• _The task_
Convert the entries below into a numbered list, omitting any blank lines.
════════════════
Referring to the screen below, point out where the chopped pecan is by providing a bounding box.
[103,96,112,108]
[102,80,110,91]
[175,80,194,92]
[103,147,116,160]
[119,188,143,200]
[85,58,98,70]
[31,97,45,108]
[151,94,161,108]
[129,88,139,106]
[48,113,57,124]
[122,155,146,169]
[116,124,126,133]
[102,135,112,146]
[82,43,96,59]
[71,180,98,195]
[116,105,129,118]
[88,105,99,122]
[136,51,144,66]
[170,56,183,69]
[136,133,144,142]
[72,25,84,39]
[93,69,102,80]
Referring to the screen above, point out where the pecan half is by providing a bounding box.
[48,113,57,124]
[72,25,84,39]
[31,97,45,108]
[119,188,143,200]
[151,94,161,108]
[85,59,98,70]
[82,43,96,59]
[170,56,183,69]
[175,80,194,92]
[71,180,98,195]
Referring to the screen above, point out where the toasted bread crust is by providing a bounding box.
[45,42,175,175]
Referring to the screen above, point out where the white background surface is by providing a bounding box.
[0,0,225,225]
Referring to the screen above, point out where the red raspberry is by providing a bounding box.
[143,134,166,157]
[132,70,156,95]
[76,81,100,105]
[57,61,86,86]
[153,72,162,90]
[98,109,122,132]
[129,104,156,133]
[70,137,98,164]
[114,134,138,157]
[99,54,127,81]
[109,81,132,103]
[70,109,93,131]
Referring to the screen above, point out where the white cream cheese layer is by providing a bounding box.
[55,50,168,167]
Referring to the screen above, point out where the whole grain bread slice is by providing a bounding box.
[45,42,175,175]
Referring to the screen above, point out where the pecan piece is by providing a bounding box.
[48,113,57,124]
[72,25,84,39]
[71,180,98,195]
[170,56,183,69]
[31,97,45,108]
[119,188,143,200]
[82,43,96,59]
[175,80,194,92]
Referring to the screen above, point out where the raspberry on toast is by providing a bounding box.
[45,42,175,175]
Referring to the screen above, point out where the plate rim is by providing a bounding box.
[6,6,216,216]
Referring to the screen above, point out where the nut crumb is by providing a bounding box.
════════════════
• _Response_
1. Referring to the screen below, point out where the chopped pecan is by providing a bounding box.
2. [103,96,112,108]
3. [102,80,110,91]
4. [175,80,194,92]
5. [103,147,116,160]
6. [119,188,143,200]
7. [85,58,98,70]
8. [31,97,45,108]
9. [151,94,161,108]
10. [129,88,139,106]
11. [48,113,57,124]
12. [122,155,146,169]
13. [116,124,126,133]
14. [102,135,112,146]
15. [82,43,96,59]
16. [71,180,98,195]
17. [116,105,129,118]
18. [88,105,99,122]
19. [136,51,144,66]
20. [170,56,183,69]
21. [136,133,144,142]
22. [72,25,84,39]
23. [93,69,102,80]
24. Referring to the screen above, point out where the pecan half is by providing a bounding box.
25. [48,113,57,124]
26. [72,25,84,39]
27. [31,97,45,108]
28. [119,188,143,200]
29. [151,94,161,108]
30. [85,59,98,70]
31. [82,43,96,59]
32. [170,56,183,69]
33. [175,80,194,92]
34. [71,180,98,195]
35. Referring to the screen above, point out where the toasted bread crust is by providing a bounding box.
36. [45,42,175,175]
37. Referring to the screen above, point out where the white background surface is by providing a bounding box.
38. [0,0,225,225]
39. Referring to the screen above, point out where the red raspberry is by providing a bounding box.
40. [143,134,166,157]
41. [132,70,156,95]
42. [76,81,100,105]
43. [57,61,86,86]
44. [153,72,162,90]
45. [98,109,122,132]
46. [129,104,156,133]
47. [70,137,98,164]
48. [114,134,138,157]
49. [99,54,127,81]
50. [109,81,132,103]
51. [70,109,93,131]
52. Referring to the screen above, point out where the white cream cheese layer is by providing a bounding box.
53. [55,50,168,167]
54. Referring to the screen above, point out where the whole grain bread slice is by providing a bounding box.
55. [45,42,175,175]
56. Referring to the screen above, point out where the pecan piece is by providing a bounding box.
57. [48,113,57,124]
58. [72,25,84,39]
59. [71,180,98,195]
60. [170,56,183,69]
61. [31,97,45,108]
62. [119,188,143,200]
63. [82,43,96,59]
64. [175,80,194,92]
65. Referring to the screen above, point out where the raspberry on toast is by providing a bounding box.
66. [45,42,175,175]
67. Referring to the screen above, point out where the plate rim is by providing a bounding box.
68. [6,6,216,216]
69. Referring to the screen above, point out where the nut crumb is by providing a bounding box.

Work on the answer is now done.